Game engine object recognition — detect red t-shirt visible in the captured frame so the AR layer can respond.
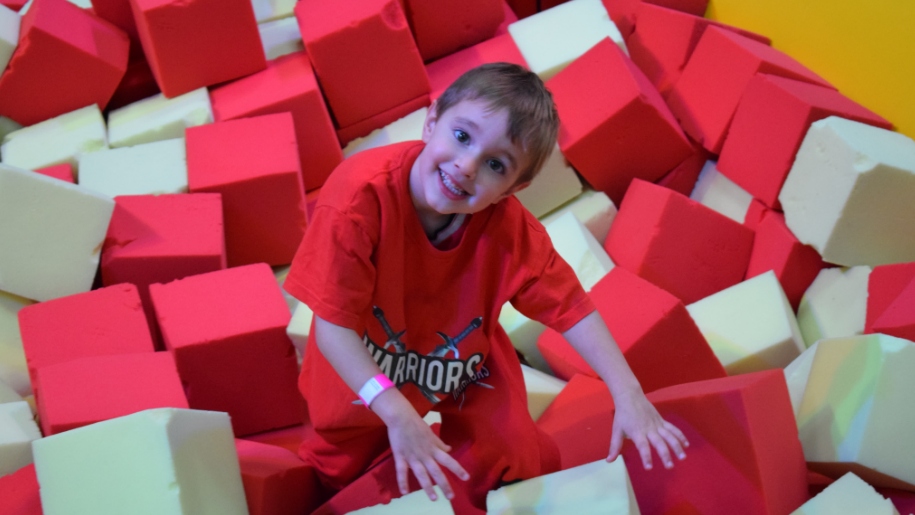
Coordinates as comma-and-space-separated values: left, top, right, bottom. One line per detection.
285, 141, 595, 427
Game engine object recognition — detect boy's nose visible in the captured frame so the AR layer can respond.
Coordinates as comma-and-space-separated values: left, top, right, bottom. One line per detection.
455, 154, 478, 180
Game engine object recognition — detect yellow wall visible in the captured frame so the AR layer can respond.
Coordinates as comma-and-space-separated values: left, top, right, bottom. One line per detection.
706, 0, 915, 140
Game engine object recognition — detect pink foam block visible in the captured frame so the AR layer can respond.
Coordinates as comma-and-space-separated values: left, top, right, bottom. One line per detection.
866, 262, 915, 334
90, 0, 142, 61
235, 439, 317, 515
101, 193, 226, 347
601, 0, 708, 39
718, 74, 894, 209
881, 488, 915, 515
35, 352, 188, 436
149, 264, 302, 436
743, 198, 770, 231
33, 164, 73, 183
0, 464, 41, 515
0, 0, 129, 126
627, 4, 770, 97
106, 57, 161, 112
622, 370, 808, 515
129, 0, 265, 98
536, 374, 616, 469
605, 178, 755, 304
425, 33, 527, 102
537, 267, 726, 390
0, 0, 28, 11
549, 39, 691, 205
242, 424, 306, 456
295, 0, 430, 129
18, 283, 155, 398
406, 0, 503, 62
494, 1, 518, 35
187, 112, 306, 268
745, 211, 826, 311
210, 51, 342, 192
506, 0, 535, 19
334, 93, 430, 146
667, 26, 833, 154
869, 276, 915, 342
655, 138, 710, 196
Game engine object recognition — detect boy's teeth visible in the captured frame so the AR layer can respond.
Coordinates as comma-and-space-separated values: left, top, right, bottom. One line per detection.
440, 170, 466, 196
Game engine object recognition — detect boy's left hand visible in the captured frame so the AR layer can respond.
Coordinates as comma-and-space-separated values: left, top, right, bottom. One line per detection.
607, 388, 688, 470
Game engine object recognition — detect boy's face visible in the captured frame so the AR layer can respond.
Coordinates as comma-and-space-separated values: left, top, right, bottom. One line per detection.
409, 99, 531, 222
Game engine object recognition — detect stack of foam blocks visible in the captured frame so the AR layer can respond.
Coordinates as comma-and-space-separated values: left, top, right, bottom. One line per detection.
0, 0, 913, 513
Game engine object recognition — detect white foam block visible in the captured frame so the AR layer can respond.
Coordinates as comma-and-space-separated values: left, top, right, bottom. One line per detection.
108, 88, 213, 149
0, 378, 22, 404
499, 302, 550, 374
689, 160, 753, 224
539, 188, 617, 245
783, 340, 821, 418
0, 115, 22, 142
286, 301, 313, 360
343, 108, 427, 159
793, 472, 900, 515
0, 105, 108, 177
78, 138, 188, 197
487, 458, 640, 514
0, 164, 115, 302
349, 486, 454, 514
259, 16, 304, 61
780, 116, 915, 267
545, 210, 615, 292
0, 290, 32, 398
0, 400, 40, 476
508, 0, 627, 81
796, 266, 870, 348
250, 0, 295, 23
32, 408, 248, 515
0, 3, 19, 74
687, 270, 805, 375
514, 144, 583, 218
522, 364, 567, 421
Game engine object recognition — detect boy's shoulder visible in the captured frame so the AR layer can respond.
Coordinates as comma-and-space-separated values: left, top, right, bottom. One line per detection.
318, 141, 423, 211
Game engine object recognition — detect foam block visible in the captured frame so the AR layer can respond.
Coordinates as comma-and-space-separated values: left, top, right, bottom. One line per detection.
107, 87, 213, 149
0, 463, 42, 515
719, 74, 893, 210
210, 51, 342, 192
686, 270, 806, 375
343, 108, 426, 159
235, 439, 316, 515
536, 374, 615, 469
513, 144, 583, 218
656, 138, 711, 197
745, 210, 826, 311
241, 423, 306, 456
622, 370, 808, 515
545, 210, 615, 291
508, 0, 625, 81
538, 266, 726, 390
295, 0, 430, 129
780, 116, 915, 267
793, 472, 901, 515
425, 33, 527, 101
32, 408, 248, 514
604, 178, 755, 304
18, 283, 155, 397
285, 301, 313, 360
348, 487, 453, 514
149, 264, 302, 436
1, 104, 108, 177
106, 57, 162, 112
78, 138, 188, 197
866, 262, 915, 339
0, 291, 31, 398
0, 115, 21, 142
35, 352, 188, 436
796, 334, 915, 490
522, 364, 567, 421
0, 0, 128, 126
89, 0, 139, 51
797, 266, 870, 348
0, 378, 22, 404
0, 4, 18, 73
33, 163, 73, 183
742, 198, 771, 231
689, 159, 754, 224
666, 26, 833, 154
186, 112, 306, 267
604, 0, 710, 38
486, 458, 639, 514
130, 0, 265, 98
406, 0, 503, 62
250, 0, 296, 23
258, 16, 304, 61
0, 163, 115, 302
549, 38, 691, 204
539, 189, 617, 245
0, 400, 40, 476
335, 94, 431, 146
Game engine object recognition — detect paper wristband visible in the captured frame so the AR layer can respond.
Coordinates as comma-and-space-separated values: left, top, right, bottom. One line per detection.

TASK:
Each record must be returned exactly as it stands, and the images omitted.

RESPONSE:
Game engine object recognition — detect red t-shirt visible in the captured frame so the AR layer can respond.
Coordinates as comma-and-space-separated values: left, top, right, bottom. One line per detection.
285, 141, 595, 427
Game engine object recognition — detect boy's nose visible in the captured frame so the AR layer can respond.
Coordinates as comma-and-space-separated values: left, top, right, bottom. One line per detection.
455, 154, 478, 180
Game engine object recognition — detect yellow wall visible in the captured frame so the AR layer can respond.
Coordinates as comma-and-space-separated values: left, top, right, bottom. One line per detection.
706, 0, 915, 140
Game engine object recognition — detect pink foam block visible in the captured frame so the AR layer can respond.
Coordinates as comma-and-space-separated values: left, top, right, bottom. One line per detection.
866, 262, 915, 334
90, 0, 142, 61
235, 439, 317, 515
101, 193, 226, 347
601, 0, 708, 39
718, 74, 894, 209
881, 488, 915, 515
35, 352, 188, 436
149, 264, 302, 436
743, 198, 770, 231
33, 164, 73, 183
0, 464, 41, 515
0, 0, 129, 126
627, 4, 770, 97
106, 57, 161, 112
622, 370, 808, 515
129, 0, 265, 98
536, 374, 616, 469
605, 178, 755, 304
425, 33, 527, 102
537, 267, 726, 390
0, 0, 28, 11
549, 39, 691, 205
242, 424, 306, 456
295, 0, 430, 129
18, 283, 155, 398
406, 0, 503, 62
494, 1, 518, 35
187, 112, 306, 268
745, 211, 826, 311
210, 51, 342, 192
506, 0, 535, 19
334, 93, 430, 146
667, 26, 833, 154
869, 276, 915, 342
655, 138, 710, 196
Game engine object recognition — detect boy's teeth visible in the captured frame so the AR layer can respond.
Coordinates as comma-and-space-separated values: left, top, right, bottom. One line per detection.
440, 170, 466, 196
Game engine object recognition — detect boy's left hand visible in the captured frame so the AR layer can respond.
Coordinates as comma-and-space-separated values: left, top, right, bottom. One line per detection.
607, 388, 688, 470
Game engine object recognition — detect boy's face visible in the captured frame so the AR layer can respond.
Coordinates as comma-and-space-separated values: left, top, right, bottom. One line per detection.
409, 99, 531, 222
Game engine object recognition — detect stack of foam blocks visible in the captured frame so the AR layer can respond.
Coordinates as comma-and-space-separated values: left, top, right, bottom. One line per detection.
0, 0, 913, 513
Game engine object recognition — detect white foam block visible in the captured frame so the AR layer can respond.
Coordinates as comma-and-space-separated values: left, top, right, bottom. One line per detection.
108, 88, 213, 149
0, 378, 22, 404
499, 302, 550, 374
689, 160, 753, 224
539, 188, 617, 245
783, 340, 821, 418
0, 115, 22, 142
286, 301, 313, 360
343, 108, 427, 159
793, 472, 900, 515
0, 105, 108, 177
78, 138, 188, 197
487, 458, 640, 514
0, 164, 115, 302
349, 486, 454, 514
259, 16, 304, 61
780, 116, 915, 267
545, 210, 615, 292
0, 290, 32, 398
0, 400, 40, 476
508, 0, 627, 81
796, 266, 870, 348
250, 0, 295, 23
32, 408, 248, 515
0, 3, 19, 74
687, 270, 805, 375
514, 144, 583, 218
522, 364, 567, 421
Game engine object recognition — detect boy's shoulder visible in the captured frame so the AR layer can respond.
Coordinates as comma-and-space-separated values: left, top, right, bottom. One line per detection.
318, 141, 423, 211
Game engine object recognition — detect foam block visible in the captured frame so the AR layer can respond.
Coordinates as comma-and-space-separated values: left, top, right, bottom. One line per detection.
107, 87, 213, 149
0, 463, 42, 515
719, 74, 893, 210
210, 51, 342, 192
686, 270, 806, 375
343, 108, 426, 159
235, 439, 316, 515
536, 374, 615, 469
513, 144, 583, 218
656, 138, 711, 197
745, 210, 826, 311
241, 423, 306, 456
622, 370, 808, 515
545, 210, 615, 291
508, 0, 625, 81
538, 266, 726, 390
295, 0, 430, 129
780, 116, 915, 267
793, 472, 901, 515
425, 33, 527, 101
32, 408, 248, 514
604, 178, 755, 304
18, 283, 155, 397
285, 301, 313, 360
348, 487, 453, 514
149, 264, 302, 436
1, 104, 108, 177
106, 57, 162, 112
78, 138, 188, 197
866, 262, 915, 339
0, 291, 31, 398
0, 115, 21, 142
35, 352, 188, 436
796, 334, 915, 490
522, 364, 567, 421
0, 0, 128, 126
89, 0, 139, 51
797, 266, 870, 348
0, 378, 22, 404
0, 4, 18, 73
33, 163, 73, 183
742, 198, 771, 231
689, 159, 754, 224
666, 26, 833, 154
186, 112, 306, 267
604, 0, 710, 38
486, 458, 639, 514
130, 0, 265, 98
406, 0, 503, 62
250, 0, 296, 23
258, 16, 304, 61
0, 163, 115, 302
549, 38, 691, 204
539, 189, 617, 245
0, 400, 40, 476
335, 94, 431, 146
Game engine object recognition — detect paper wristband visible in the captured frame so the AR layer can respond.
Coordinates as comma-and-space-separated values: left, top, right, bottom. One line per detection.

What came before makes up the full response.